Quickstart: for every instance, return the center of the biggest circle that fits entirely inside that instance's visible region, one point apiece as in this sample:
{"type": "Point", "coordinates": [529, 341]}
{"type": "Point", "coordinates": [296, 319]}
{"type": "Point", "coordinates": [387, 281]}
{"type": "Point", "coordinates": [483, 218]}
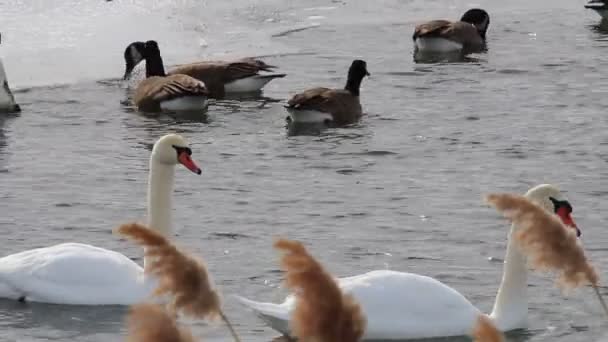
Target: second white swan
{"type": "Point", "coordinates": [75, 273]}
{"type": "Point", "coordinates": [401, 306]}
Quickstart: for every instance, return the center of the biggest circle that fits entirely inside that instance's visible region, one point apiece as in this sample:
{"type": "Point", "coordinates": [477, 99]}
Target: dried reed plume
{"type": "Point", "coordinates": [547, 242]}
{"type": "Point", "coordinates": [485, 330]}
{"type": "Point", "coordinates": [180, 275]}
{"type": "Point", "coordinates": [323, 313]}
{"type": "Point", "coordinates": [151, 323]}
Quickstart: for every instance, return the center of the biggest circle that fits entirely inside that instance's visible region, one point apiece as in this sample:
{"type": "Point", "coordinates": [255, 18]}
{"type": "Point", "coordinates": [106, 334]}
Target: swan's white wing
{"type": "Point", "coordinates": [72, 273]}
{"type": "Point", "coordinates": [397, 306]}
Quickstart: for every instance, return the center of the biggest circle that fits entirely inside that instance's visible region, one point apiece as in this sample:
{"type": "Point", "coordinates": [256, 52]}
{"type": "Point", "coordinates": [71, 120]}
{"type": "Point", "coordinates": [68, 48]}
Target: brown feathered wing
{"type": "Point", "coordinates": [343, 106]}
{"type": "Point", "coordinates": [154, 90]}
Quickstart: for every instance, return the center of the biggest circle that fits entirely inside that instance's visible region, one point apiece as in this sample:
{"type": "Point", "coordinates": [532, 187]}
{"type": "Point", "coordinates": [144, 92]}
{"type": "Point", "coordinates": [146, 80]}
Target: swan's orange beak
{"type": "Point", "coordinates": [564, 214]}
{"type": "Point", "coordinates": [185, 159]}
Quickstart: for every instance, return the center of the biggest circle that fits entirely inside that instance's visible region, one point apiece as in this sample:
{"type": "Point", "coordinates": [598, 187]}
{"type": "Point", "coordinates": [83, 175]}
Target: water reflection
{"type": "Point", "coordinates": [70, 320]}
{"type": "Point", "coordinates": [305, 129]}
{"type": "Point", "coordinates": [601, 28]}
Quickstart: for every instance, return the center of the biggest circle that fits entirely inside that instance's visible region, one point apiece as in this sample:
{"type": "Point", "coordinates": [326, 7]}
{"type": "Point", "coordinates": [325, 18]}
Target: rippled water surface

--

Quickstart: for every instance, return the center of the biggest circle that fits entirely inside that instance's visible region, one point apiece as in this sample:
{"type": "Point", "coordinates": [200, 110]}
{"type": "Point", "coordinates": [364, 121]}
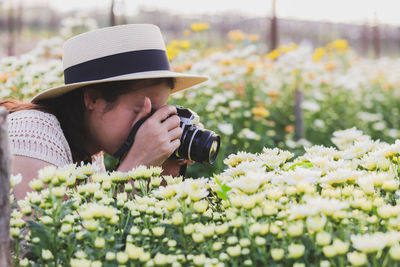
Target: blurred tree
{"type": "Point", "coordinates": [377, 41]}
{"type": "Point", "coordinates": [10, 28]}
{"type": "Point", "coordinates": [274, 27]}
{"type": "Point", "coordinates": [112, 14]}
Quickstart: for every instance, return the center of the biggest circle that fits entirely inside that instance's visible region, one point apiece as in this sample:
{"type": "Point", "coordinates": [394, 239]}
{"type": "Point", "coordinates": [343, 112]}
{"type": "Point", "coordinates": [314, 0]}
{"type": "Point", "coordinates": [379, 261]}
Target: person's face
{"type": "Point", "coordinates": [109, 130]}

Written instruction
Extract every line of the entries above that contains the word "water", treating uppercase and lowercase letters as distinct.

Solution to this task
Target: water reflection
Target: rippled water surface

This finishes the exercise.